● WHAT TO DO
1. According to the passage about the album The Clearing, how many album-equivalent units did it debut with on the UK Albums Chart?
2. Carry the passage about the album The Clearing further, starting right after its final sentence.

● PASSAGE FOR REVIEW

[Start of Attachment]

The Clearing reviews
Aggregate scores
| Source | Rating |
| AnyDecentMusic? | 7.8/10 |
| Metacritic | 80/100 |
Review scores
| Source | Rating |
| AllMusic | Star Half star |
| DIY | Star |
| Financial Times | Star |
| Mojo | Star |
| NME | Star |
| Paste | 7.0/10 |
| Pitchfork | 7.3/10 |
| Rolling Stone | Star |
| Slant Magazine | Star Half star |
| Under the Radar | 9/10 |

== Accolades ==
On 10 September 2025, The Clearing was announced as one of 12 nominees for the 2025 Mercury Prize.

The Sunday Times ranked the album as the 13th-best of 2025, the highlight being "the wistful, beautiful 'The Sofa': as perfect a package as any song this year."

At the 2026 Brit Awards, the album was nominated for the Brit Award for British Album of the Year, and Wolf Alice won the Brit Award for British Group.

==Commercial performance==
The Clearing debuted atop the UK Albums Chart with 30,136 album-equivalent units, earning Wolf Alice their second consecutive number-one album and fourth consecutive top-three album. It simultaneously arrived at the summit of the Official Vinyl Albums Chart.

[End of Attachment]

Stored data:
[Start of Attachment]

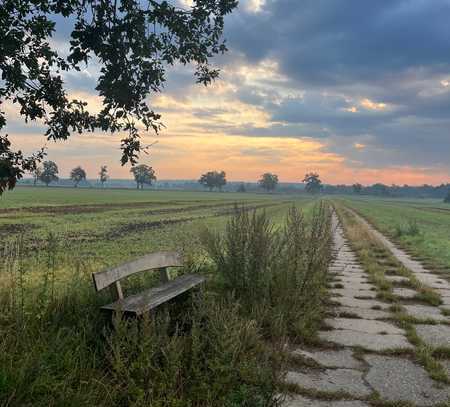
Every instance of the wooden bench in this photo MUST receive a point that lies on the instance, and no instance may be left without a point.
(141, 303)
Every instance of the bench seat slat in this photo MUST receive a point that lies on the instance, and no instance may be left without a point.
(140, 303)
(150, 261)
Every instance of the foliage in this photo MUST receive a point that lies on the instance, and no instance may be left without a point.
(143, 175)
(278, 275)
(241, 188)
(57, 348)
(132, 41)
(213, 179)
(49, 172)
(313, 183)
(357, 188)
(268, 181)
(37, 175)
(77, 175)
(103, 174)
(447, 198)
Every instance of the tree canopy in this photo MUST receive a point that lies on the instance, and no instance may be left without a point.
(268, 181)
(133, 41)
(143, 175)
(357, 188)
(313, 183)
(77, 175)
(49, 172)
(213, 179)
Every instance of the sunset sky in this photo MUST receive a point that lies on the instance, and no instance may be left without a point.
(357, 90)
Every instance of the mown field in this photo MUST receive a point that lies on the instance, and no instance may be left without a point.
(220, 347)
(421, 226)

[End of Attachment]

● SOLVED PROBLEMS
1. 30,136

2.
==Track listing==

The Clearing track listing
| No. | Title | Length |
|---|---|---|
| 1. | "Thorns" | 3:14 |
| 2. | "Bloom Baby Bloom" | 3:47 |
| 3. | "Just Two Girls" | 3:49 |
| 4. | "Leaning Against the Wall" | 4:11 |
| 5. | "Passenger Seat" | 2:52 |
| 6. | "Play It Out" | 4:11 |
| 7. | "Bread Butter Tea Sugar" | 3:28 |
| 8. | "Safe in the World" | 3:31 |
| 9. | "Midnight Song" | 2:50 |
| 10. | "White Horses" | 4:29 |
| 11. | "The Sofa" | 4:26 |
| Total length: |  | 40:48 |

==Personnel==
Credits adapted from the album's liner notes.

===Wolf Alice===
- Ellie Rowsell – vocals (all tracks), string arrangement (tracks 1, 6–9), synthesizers (1), piano (2, 6, 7), programming (4, 7), guitar (8); flute, string programming, bass programming (11)
- Joff Oddie – guitar (all tracks), string arrangement (1, 6–9), backing vocals (4), programming (6, 10)
- Joel Amey – drums (all tracks), string arrangement (1, 6–9), vocals (1, 7, 10), backing vocals (4, 5, 8), synthesizers (4), percussion (8, 9), guitar (10)
- Theo Ellis – bass (all tracks), string arrangement (1, 6–9); piano, backing vocals (4)

===Additional contributors===
- Greg Kurstin – production, recording (all tracks); percussion (1–5, 7), synthesizers (1, 2, 4, 6, 7), piano (1, 3, 5, 8), strings (1, 3), string arrangement (1, 6–9), Moog (2), Mellotron (3, 8); keyboards, Marxophone (6); baritone guitar (7)
- Julian Burg – recording
- Matt Tuggle – recording
- Mark "Spike" Stent – mixing
- Matt Wolach – mixing assistance
- Kieran Beardmore – mixing assistance
- Emily Lazar – mastering
- Songa Lee – violin (1, 6–8)
- Charlie Bisharat – violin (1, 6–8)
- Zach Dellinger – viola (1, 6–8)
- Jacob Braun – cello (1, 6–8)
- Charles Tyler – cello (1, 6–8)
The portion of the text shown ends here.